Data shown -
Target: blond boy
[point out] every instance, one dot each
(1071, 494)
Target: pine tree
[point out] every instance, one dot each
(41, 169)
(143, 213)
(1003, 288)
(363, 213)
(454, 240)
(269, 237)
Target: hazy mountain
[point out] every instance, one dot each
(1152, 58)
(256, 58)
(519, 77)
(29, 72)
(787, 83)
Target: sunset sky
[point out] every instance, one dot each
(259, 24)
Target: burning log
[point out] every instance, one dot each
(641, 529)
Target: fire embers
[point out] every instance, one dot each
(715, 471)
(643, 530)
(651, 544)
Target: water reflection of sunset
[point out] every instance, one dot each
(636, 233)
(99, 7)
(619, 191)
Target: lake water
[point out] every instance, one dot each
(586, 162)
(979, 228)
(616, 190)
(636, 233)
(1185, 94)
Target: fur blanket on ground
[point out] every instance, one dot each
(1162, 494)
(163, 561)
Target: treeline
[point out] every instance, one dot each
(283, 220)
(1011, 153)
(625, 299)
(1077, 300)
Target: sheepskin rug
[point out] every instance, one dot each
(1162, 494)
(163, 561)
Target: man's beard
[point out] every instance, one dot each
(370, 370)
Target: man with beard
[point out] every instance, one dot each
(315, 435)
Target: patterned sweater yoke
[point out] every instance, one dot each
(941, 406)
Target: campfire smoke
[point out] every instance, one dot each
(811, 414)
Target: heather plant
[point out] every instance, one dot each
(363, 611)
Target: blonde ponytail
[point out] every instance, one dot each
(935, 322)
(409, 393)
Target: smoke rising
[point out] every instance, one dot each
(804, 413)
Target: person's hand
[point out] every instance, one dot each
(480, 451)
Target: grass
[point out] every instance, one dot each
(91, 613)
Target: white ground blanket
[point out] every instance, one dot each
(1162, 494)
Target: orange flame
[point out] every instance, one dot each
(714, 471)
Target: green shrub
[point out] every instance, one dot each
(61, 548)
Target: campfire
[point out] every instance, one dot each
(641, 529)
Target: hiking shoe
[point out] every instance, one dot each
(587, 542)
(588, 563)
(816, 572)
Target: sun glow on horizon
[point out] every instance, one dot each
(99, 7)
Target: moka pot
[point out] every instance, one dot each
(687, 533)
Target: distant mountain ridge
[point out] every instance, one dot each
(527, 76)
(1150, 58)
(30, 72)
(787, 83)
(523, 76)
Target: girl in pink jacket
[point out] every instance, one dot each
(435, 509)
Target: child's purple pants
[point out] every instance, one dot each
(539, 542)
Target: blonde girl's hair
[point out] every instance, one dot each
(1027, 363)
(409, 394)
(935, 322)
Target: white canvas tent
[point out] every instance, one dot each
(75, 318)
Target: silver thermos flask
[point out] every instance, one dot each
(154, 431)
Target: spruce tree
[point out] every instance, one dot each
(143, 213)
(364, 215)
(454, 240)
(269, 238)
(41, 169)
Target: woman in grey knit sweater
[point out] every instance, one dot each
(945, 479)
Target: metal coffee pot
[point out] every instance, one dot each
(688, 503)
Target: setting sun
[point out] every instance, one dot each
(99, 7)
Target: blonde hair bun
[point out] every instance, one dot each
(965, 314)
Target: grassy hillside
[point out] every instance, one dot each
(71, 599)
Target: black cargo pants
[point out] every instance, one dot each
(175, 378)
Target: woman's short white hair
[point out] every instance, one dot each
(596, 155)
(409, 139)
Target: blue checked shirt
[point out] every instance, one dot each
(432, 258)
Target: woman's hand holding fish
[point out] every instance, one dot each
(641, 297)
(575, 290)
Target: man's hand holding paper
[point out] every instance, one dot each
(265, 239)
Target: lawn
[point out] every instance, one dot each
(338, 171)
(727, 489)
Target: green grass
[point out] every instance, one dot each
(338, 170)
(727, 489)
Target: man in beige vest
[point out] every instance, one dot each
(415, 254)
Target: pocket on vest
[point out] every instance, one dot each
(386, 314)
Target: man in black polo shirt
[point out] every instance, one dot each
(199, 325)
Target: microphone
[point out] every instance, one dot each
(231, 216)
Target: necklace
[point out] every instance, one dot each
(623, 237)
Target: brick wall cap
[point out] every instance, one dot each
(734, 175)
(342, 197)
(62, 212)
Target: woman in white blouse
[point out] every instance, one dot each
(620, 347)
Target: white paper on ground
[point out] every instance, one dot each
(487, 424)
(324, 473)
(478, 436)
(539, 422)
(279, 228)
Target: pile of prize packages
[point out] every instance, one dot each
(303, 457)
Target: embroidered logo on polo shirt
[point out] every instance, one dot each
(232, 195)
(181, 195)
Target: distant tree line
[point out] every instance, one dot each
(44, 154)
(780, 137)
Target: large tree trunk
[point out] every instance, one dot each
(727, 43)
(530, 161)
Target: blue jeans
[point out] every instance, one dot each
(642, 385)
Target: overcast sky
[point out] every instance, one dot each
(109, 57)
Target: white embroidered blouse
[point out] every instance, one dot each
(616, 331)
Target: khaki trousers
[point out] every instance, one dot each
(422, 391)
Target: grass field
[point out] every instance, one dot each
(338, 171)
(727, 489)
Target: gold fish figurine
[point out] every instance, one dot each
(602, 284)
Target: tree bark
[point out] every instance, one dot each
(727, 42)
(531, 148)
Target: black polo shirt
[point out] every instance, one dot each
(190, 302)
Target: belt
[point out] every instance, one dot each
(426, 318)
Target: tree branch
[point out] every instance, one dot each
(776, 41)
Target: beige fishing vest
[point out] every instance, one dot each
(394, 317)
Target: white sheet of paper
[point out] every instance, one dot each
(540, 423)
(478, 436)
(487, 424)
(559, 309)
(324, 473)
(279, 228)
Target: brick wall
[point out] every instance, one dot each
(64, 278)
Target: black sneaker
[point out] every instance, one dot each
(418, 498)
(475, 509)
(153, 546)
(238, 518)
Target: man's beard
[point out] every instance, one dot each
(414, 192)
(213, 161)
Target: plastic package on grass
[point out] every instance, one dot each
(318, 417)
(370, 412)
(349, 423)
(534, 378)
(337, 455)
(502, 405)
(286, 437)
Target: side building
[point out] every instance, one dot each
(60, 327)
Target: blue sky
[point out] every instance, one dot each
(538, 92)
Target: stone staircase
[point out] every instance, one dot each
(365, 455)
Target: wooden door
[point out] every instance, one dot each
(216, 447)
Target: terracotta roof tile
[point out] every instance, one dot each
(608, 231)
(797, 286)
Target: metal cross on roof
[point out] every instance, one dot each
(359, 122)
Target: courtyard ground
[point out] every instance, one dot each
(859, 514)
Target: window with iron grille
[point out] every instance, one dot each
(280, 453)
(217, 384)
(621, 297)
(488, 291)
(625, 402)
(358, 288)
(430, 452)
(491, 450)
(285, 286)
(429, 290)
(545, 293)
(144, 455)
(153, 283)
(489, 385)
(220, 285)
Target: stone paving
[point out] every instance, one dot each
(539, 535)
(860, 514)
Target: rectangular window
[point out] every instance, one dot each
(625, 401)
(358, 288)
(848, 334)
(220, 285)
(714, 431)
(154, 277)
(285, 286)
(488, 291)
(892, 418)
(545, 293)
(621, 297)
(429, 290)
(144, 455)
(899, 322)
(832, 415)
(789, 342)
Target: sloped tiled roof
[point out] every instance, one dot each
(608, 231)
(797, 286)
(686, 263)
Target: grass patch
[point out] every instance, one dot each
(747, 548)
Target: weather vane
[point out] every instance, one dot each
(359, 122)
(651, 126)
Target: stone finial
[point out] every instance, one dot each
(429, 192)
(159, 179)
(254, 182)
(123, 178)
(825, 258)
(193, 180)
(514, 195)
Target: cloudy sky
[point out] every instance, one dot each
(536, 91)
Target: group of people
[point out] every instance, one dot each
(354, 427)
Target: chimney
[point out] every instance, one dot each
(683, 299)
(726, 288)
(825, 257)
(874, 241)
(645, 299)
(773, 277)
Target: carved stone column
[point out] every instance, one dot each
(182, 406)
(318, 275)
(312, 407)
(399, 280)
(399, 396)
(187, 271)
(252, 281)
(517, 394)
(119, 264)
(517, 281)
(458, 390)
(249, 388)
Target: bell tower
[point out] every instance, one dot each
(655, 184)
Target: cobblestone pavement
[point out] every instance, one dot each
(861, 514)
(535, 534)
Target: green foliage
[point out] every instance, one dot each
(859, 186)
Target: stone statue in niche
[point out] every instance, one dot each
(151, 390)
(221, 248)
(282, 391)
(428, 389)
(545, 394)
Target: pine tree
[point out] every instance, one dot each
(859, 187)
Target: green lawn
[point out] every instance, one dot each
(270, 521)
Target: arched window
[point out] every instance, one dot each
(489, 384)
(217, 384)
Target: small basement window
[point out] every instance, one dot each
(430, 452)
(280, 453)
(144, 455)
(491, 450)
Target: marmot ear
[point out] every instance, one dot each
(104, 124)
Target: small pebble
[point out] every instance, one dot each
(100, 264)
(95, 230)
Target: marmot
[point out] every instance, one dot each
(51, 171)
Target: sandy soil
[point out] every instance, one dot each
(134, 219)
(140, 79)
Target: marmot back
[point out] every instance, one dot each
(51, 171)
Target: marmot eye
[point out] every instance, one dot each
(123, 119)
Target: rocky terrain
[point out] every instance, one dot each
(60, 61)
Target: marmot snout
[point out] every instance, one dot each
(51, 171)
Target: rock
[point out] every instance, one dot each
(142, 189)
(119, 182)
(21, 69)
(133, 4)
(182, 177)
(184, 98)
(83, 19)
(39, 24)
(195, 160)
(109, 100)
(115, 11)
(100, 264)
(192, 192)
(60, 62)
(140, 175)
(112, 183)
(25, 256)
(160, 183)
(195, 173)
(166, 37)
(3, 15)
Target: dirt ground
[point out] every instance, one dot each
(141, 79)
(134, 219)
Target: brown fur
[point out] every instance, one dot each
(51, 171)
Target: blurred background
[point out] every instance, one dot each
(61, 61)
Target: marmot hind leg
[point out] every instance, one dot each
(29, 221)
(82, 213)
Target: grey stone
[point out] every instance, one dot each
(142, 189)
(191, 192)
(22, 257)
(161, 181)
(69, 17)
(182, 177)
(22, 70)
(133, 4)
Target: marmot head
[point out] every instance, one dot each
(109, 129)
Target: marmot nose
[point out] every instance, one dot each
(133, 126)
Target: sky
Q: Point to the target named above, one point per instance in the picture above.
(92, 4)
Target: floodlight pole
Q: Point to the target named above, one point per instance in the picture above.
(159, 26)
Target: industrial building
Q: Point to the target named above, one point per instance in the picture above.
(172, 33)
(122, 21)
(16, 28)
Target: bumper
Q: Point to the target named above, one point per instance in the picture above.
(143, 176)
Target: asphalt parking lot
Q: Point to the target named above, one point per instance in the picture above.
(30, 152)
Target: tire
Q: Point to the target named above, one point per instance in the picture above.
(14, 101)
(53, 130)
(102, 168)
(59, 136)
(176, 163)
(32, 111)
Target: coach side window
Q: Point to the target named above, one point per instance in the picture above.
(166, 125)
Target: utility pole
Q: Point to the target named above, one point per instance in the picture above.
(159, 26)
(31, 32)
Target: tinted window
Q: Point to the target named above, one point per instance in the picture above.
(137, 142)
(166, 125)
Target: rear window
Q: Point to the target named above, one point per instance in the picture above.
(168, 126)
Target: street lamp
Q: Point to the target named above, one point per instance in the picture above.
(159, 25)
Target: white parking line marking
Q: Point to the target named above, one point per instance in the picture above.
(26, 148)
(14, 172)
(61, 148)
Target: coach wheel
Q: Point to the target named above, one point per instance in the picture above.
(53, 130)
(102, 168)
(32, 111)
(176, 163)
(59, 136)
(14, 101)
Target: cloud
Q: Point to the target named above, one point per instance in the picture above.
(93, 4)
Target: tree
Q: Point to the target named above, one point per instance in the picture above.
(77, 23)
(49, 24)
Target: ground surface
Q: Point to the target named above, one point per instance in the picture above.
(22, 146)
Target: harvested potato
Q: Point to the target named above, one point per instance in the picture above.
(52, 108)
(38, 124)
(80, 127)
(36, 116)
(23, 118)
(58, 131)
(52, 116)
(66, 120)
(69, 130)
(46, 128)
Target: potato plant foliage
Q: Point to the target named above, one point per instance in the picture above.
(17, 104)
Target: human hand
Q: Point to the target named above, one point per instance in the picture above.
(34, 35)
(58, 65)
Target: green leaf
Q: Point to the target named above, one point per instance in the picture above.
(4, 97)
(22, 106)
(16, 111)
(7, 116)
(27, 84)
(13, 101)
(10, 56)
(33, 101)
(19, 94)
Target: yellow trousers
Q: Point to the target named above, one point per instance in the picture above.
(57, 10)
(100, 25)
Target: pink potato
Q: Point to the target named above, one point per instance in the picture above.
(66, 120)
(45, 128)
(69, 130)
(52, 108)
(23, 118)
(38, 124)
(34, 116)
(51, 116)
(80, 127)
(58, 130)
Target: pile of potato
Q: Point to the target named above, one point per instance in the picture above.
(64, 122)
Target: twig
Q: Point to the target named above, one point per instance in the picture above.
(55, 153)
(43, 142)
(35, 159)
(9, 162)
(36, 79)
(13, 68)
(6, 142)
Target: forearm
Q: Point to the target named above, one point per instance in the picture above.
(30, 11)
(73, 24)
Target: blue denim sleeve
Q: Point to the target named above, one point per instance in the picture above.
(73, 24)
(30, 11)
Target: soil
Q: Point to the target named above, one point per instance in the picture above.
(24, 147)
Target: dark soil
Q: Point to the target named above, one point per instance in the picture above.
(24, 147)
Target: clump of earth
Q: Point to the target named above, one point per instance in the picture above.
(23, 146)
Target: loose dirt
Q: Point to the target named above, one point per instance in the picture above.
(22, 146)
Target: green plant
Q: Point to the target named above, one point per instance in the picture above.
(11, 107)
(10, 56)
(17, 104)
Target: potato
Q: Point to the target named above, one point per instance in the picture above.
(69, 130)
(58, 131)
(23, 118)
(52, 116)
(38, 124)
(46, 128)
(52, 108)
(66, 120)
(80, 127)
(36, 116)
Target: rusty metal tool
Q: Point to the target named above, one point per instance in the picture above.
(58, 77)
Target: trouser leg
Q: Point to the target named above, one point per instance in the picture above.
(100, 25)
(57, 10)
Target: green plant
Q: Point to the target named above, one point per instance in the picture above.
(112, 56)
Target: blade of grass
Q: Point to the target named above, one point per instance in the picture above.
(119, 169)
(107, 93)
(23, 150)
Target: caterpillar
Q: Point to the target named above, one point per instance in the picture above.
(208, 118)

What is required - What is needed is an exact copy of the lines from the one containing "Target: blue denim sleeve" to the end of the data; please add nothing else.

Exercise output -
Target: blue denim sleeve
Q: Point to the target named above, one point per instance in the picture above.
(73, 24)
(30, 11)
Target: soil
Q: Point to the target named above, one point per instance in the picture above.
(24, 147)
Target: dark soil
Q: Point to the target named above, one point per instance in the picture above.
(24, 147)
Target: clump of earth
Q: Point to the target named above, one point per instance in the picture above.
(23, 146)
Target: loose dirt
Q: Point to the target named above, one point per instance in the picture above.
(22, 146)
Target: green plant
Q: Point to the target named above, one point per instance in the picture above.
(11, 107)
(10, 56)
(17, 104)
Target: potato
Q: Point to the target named above, one point per instance in the picture above.
(69, 130)
(58, 131)
(23, 118)
(52, 116)
(38, 124)
(46, 128)
(52, 108)
(66, 120)
(80, 127)
(36, 116)
Target: rusty metal tool
Q: Point to the target named above, one point per instance in the picture above.
(58, 77)
Target: trouser leg
Q: Point to the target named above, one point per instance in the picture above.
(100, 25)
(57, 10)
Target: green plant
Q: Point to the target named above, one point per instance in the picture above.
(112, 56)
Target: blade of grass
Q: Point to the target named above, one point per instance in the picture above.
(119, 169)
(107, 93)
(23, 150)
Target: caterpillar
Q: Point to the target named above, one point per instance in the picture above.
(208, 118)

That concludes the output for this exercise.